→ **Provided data**:
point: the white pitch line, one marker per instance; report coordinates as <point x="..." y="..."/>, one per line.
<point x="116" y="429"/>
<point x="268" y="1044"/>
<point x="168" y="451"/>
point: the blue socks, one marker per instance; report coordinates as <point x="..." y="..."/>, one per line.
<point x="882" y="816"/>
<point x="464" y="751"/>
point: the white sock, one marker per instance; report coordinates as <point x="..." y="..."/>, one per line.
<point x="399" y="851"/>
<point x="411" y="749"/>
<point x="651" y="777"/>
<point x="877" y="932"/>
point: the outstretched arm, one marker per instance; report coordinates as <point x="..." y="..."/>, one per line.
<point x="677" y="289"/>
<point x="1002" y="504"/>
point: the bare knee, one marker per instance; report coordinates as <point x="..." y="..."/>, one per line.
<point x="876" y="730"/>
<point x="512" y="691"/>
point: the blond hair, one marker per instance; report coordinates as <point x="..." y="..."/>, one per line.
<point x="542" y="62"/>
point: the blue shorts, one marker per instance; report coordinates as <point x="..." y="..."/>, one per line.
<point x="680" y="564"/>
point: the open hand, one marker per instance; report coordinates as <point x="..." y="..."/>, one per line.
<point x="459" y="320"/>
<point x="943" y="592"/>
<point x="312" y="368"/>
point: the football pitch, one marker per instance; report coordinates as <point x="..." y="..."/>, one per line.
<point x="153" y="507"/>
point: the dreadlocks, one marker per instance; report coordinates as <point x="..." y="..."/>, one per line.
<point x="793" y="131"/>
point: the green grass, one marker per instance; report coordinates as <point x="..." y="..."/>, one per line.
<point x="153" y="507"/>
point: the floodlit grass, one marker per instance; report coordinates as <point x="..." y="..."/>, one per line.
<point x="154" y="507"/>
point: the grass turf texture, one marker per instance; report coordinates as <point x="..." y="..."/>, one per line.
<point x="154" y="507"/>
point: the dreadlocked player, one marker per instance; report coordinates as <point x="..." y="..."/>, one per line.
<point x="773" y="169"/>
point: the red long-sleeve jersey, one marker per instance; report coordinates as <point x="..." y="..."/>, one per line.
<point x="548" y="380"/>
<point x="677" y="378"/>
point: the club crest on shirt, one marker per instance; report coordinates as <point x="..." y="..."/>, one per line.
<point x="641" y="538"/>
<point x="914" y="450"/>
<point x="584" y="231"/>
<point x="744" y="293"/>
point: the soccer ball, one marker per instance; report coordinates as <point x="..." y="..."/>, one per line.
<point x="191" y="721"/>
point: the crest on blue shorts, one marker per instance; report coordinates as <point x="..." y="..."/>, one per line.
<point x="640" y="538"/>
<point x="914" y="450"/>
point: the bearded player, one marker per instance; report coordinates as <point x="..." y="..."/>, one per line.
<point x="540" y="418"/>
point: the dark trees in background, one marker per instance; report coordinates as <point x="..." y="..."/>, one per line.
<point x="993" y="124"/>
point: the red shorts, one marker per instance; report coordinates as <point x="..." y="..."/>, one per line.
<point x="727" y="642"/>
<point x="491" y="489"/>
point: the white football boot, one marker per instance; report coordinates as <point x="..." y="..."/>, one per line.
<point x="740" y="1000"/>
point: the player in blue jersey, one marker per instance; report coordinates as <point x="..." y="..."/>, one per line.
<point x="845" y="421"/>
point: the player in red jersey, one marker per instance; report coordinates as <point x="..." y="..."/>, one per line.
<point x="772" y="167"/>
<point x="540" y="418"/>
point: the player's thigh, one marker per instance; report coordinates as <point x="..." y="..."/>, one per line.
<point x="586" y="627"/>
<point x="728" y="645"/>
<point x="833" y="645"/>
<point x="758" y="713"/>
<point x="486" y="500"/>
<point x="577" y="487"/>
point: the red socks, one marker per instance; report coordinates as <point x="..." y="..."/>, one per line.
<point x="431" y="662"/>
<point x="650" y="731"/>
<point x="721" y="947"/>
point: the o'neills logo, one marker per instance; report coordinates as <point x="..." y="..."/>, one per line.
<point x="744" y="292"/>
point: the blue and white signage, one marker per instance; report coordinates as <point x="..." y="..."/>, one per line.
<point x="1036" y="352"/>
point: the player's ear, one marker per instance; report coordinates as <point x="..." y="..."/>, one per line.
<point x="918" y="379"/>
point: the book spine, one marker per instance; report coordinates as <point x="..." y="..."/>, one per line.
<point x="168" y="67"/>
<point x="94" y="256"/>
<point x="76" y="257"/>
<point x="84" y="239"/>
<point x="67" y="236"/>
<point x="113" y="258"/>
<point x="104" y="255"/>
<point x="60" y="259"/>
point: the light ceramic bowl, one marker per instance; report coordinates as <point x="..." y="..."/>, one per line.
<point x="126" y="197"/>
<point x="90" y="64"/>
---
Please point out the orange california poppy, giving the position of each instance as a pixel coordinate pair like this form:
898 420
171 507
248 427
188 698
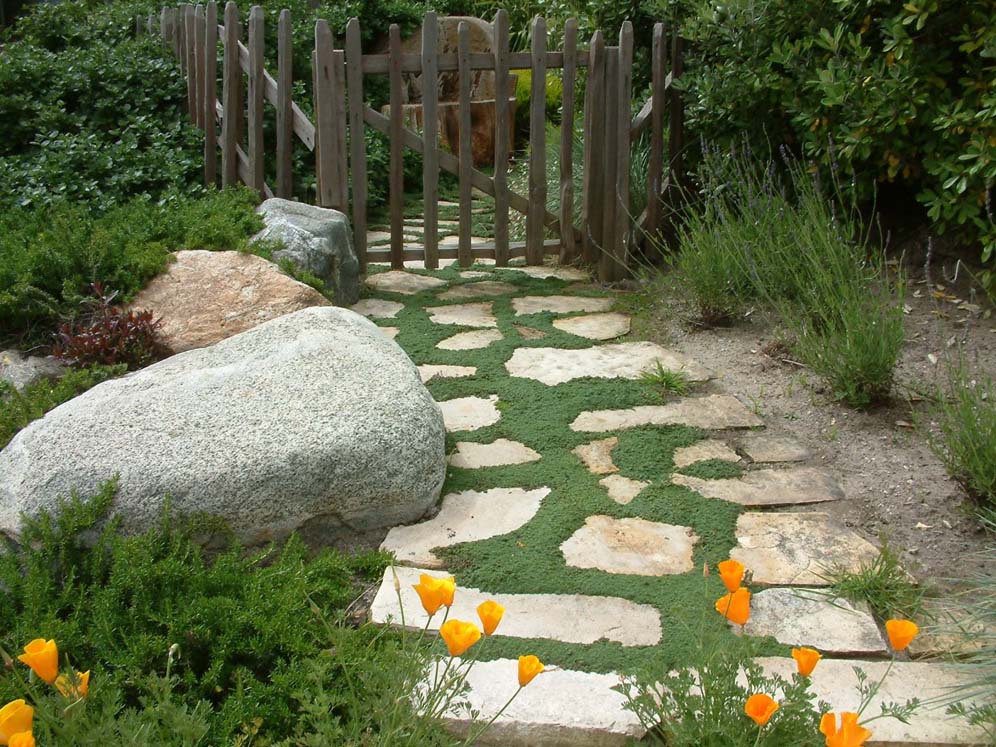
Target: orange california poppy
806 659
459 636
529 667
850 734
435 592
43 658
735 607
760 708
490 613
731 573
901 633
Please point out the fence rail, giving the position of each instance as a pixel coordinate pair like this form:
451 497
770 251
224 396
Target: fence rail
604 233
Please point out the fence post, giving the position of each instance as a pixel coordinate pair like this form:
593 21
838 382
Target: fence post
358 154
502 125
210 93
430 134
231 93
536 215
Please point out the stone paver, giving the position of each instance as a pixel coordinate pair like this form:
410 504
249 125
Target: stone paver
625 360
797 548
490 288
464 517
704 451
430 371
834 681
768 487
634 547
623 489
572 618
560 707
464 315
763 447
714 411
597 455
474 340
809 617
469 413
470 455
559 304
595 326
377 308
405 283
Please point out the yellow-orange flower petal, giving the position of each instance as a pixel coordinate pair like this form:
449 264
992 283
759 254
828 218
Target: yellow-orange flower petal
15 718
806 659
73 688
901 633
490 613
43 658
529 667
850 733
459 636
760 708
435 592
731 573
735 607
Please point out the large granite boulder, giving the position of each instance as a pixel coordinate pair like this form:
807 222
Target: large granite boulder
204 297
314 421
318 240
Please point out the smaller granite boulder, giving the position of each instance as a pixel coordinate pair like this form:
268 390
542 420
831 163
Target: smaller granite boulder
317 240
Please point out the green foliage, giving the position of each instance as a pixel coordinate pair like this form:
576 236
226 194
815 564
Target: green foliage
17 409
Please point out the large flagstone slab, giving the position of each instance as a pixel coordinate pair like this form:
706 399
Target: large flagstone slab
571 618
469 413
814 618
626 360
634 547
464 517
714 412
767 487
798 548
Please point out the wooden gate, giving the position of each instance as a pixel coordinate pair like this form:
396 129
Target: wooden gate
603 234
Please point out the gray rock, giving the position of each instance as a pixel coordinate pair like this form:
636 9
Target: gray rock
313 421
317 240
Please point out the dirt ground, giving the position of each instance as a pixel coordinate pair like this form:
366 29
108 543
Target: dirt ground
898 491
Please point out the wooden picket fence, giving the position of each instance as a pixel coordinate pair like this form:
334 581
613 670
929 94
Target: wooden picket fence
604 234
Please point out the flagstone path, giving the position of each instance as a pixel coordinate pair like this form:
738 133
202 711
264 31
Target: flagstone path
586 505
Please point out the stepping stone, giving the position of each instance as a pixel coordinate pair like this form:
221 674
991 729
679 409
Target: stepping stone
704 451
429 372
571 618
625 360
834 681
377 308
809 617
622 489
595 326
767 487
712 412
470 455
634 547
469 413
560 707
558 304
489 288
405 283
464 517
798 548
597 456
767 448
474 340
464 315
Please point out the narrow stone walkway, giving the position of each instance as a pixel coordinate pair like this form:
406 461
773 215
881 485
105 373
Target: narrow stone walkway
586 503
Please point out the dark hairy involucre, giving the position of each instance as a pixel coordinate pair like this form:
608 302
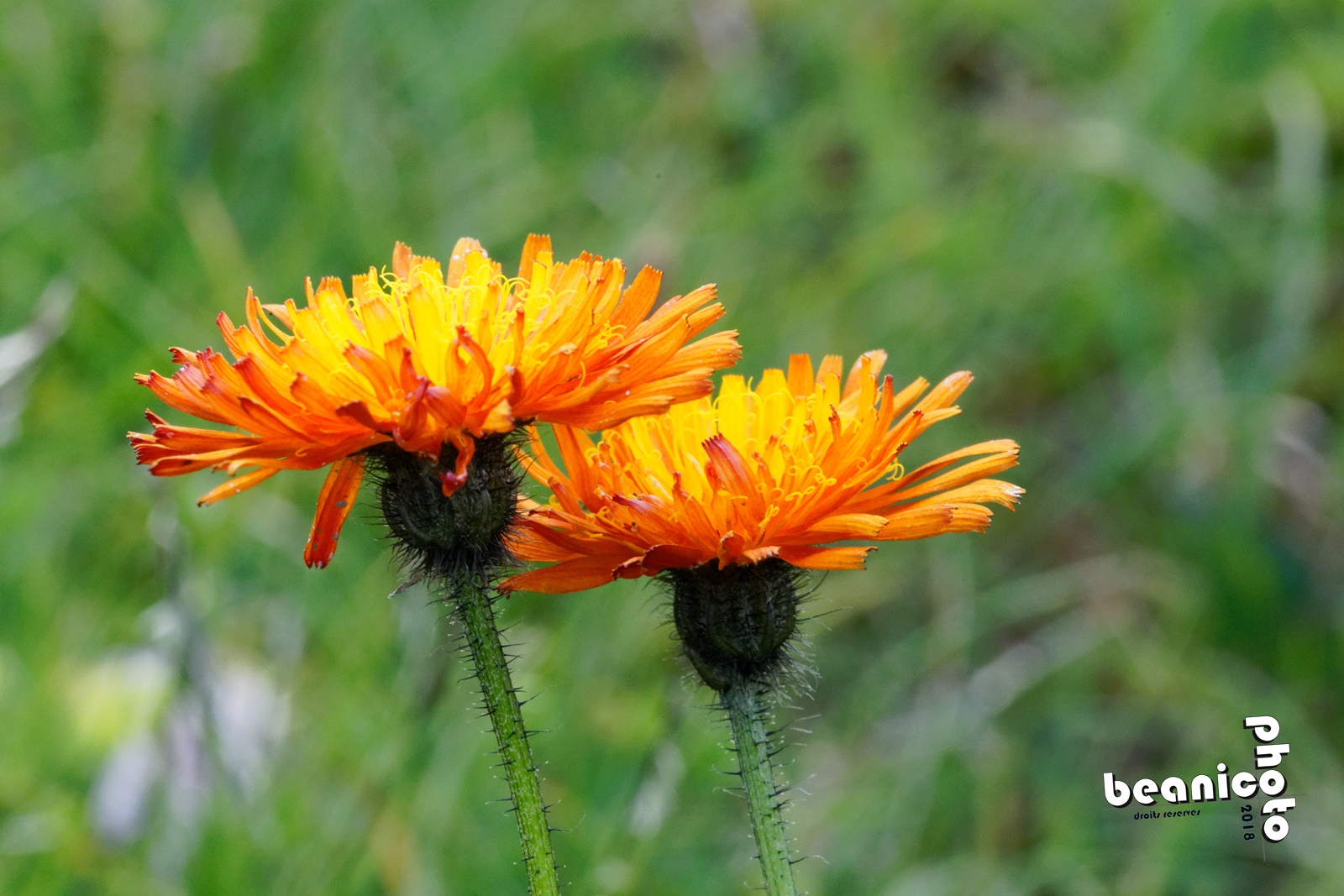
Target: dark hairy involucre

→ **What needs to be done**:
Locate each line of the records containing the word "hairy", and copy those lines.

→ **Reply**:
Please point out the dark hairy involucre, giving the position of each instance as a pixel coordinate pair like this form:
Target: dark hairy involucre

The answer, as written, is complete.